Work required: Arrange the lines of the records from the line containing "Cam-trap alert: motion was detected. Identify blue jacket" through the line containing "331, 140, 358, 149", inclusive, as a numbered list with blank lines omitted. Include only those lines.

--- start Provided information ---

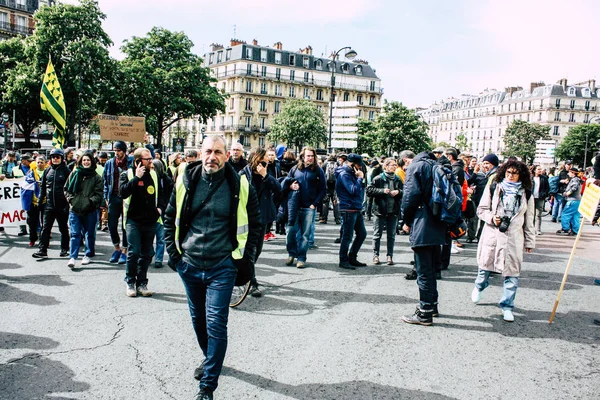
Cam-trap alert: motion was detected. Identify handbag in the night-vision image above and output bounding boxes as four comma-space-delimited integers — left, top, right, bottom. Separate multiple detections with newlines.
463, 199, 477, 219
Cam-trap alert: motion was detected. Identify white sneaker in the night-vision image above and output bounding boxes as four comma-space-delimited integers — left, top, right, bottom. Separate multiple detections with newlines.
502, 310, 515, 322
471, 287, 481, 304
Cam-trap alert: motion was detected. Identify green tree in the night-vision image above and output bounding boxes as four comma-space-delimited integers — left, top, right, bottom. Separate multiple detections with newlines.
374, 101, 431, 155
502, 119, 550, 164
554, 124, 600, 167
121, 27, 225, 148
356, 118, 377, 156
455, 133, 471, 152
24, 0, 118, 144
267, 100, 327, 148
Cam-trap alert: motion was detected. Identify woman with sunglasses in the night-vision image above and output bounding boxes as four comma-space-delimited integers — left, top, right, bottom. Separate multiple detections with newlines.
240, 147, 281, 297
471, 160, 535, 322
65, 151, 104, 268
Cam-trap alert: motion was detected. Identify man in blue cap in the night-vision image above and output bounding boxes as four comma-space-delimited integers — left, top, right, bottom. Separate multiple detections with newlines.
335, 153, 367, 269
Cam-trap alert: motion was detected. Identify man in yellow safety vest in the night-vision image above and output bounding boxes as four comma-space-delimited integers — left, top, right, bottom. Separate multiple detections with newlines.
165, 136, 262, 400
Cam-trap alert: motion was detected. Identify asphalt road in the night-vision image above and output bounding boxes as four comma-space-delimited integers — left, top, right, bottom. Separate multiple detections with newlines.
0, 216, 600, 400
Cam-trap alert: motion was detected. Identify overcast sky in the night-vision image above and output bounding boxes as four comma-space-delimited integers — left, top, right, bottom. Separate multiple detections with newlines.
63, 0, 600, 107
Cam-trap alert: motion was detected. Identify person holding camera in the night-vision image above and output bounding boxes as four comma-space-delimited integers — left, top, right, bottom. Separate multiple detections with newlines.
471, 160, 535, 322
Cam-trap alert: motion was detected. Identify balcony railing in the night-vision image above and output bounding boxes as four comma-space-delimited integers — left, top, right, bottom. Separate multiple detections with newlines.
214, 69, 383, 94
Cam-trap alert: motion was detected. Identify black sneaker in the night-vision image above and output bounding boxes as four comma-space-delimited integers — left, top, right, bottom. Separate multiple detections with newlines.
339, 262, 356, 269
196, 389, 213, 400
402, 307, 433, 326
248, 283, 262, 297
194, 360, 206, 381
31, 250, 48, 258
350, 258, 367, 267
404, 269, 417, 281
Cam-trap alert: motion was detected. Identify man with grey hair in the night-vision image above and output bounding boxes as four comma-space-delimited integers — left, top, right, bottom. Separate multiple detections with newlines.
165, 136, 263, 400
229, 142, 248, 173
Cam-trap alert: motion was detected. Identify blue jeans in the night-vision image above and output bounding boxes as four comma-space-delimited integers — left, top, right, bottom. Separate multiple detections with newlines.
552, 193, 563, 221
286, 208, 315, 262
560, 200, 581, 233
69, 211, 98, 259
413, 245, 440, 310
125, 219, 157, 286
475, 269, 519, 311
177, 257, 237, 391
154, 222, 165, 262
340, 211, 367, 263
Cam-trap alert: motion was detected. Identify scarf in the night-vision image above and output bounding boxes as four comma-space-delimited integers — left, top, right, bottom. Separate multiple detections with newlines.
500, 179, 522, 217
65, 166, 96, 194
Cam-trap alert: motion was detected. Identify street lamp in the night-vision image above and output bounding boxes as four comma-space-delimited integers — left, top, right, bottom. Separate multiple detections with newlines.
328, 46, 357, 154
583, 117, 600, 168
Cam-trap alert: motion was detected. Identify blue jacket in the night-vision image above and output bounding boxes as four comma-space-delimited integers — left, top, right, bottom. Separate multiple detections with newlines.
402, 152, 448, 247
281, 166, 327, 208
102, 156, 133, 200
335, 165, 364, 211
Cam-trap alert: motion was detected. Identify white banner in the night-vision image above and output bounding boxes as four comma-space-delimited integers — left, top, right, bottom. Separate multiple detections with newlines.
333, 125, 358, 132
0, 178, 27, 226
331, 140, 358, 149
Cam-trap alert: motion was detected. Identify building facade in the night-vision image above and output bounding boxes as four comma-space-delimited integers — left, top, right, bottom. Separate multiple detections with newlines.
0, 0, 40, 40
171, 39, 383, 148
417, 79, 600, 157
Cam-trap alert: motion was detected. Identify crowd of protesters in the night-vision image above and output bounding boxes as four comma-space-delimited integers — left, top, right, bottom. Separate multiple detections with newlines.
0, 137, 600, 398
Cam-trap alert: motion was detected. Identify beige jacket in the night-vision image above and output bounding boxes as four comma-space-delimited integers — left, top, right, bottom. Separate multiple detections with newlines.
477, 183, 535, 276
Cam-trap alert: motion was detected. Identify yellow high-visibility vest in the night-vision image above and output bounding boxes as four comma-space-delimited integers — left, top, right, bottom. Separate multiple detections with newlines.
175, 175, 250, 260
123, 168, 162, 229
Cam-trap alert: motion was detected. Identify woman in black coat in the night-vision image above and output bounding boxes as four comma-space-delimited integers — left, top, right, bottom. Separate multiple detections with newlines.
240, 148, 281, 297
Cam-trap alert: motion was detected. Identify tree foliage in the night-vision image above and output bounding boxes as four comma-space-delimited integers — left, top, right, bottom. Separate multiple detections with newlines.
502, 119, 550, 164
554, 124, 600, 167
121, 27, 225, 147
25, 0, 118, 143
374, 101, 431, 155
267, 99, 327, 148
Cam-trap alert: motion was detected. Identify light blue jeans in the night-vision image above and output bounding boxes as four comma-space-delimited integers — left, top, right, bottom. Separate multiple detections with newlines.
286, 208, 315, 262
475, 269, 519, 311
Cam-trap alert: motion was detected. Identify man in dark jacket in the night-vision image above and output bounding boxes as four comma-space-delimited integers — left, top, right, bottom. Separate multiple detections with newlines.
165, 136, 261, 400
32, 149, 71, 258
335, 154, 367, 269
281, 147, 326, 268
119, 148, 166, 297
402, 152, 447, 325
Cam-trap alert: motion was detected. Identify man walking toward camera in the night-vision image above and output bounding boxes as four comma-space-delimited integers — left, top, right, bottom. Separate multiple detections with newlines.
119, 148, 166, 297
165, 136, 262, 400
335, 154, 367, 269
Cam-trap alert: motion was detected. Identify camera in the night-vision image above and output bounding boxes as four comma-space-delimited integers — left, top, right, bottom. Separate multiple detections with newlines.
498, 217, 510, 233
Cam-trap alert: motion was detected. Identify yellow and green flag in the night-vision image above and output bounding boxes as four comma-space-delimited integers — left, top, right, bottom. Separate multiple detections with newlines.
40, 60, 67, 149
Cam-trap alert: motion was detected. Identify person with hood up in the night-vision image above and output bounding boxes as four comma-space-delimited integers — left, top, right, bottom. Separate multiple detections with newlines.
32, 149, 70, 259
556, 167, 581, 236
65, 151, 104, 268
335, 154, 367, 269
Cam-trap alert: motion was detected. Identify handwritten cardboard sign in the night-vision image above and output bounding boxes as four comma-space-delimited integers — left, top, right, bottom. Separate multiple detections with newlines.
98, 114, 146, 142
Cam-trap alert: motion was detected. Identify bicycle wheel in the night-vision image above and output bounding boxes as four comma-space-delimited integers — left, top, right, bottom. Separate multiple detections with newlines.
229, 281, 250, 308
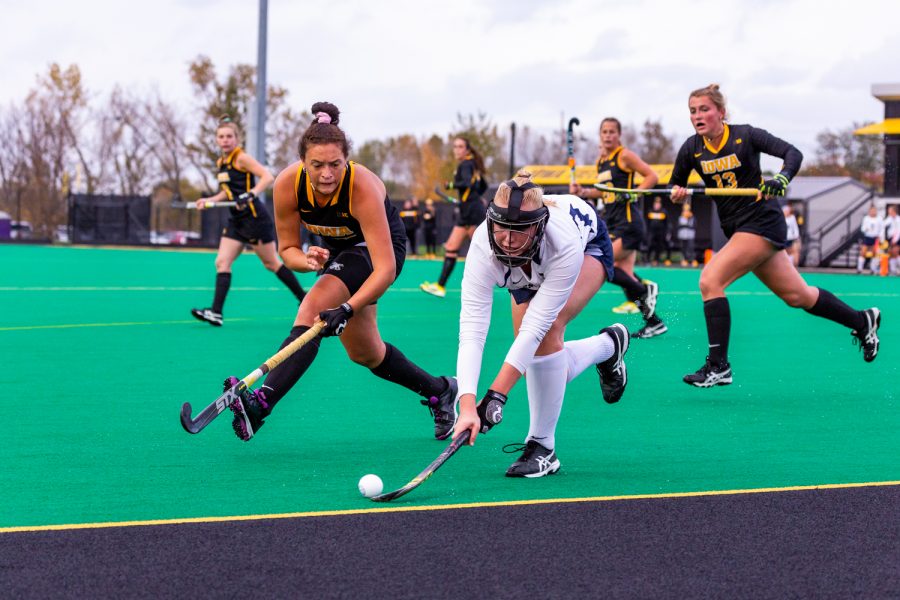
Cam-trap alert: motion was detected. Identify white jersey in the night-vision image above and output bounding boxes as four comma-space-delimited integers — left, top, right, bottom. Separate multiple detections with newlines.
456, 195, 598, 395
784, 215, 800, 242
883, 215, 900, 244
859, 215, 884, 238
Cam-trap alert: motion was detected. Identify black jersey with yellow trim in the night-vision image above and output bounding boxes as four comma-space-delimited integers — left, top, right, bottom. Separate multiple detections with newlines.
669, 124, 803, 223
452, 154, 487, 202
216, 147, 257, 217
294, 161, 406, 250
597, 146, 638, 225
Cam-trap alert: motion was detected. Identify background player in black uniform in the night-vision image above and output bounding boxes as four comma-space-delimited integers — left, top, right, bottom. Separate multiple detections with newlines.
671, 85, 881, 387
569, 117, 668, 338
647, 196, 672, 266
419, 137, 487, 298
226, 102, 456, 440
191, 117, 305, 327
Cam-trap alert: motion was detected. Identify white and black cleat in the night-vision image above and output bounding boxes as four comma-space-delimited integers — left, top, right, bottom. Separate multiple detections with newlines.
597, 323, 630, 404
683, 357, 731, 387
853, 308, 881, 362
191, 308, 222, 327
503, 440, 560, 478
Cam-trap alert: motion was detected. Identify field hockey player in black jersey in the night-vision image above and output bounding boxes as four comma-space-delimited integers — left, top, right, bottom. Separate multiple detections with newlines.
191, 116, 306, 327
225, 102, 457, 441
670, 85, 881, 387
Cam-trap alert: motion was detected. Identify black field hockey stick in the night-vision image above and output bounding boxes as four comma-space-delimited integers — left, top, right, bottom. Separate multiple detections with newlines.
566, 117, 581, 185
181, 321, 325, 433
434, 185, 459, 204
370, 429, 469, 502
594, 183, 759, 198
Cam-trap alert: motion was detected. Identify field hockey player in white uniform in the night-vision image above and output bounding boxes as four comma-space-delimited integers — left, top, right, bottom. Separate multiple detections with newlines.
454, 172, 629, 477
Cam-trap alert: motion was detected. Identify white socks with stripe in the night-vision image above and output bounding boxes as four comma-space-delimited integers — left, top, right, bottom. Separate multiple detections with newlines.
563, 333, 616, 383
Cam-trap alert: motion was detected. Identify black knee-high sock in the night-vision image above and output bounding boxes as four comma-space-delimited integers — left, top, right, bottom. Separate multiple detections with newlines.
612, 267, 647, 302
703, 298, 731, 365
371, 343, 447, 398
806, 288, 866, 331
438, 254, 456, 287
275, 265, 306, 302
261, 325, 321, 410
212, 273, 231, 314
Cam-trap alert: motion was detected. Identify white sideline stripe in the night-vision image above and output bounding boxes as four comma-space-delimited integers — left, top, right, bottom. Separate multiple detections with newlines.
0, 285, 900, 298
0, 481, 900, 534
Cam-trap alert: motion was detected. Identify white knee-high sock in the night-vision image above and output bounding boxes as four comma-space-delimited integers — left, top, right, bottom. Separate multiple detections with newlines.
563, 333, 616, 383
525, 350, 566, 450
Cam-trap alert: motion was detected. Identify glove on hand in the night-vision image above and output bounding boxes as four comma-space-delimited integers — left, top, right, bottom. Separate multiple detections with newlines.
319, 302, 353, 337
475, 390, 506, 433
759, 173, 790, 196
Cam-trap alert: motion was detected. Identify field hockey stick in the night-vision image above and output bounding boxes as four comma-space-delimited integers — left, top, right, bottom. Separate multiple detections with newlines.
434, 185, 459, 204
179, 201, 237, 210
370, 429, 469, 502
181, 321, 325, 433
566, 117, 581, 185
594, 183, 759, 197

--- end Provided information ---

Complete response:
1. Cam-trap alert: motion was detected. Identify blue jacket in the night-vision image above and output bounding boxes as four comma-space-delimited integers — left, top, right, bottom. Separate multiple detections with newlines.
2. 402, 152, 448, 247
3. 281, 166, 327, 208
4. 102, 156, 133, 200
5. 335, 165, 364, 211
6. Cam-trap alert: motion was detected. Identify white banner in the night-vision image above and output bounding boxes as four comma-space-delimited integers — left, top, right, bottom. Separate multiple detections with newlines.
7. 333, 125, 358, 132
8. 0, 178, 27, 226
9. 331, 140, 358, 149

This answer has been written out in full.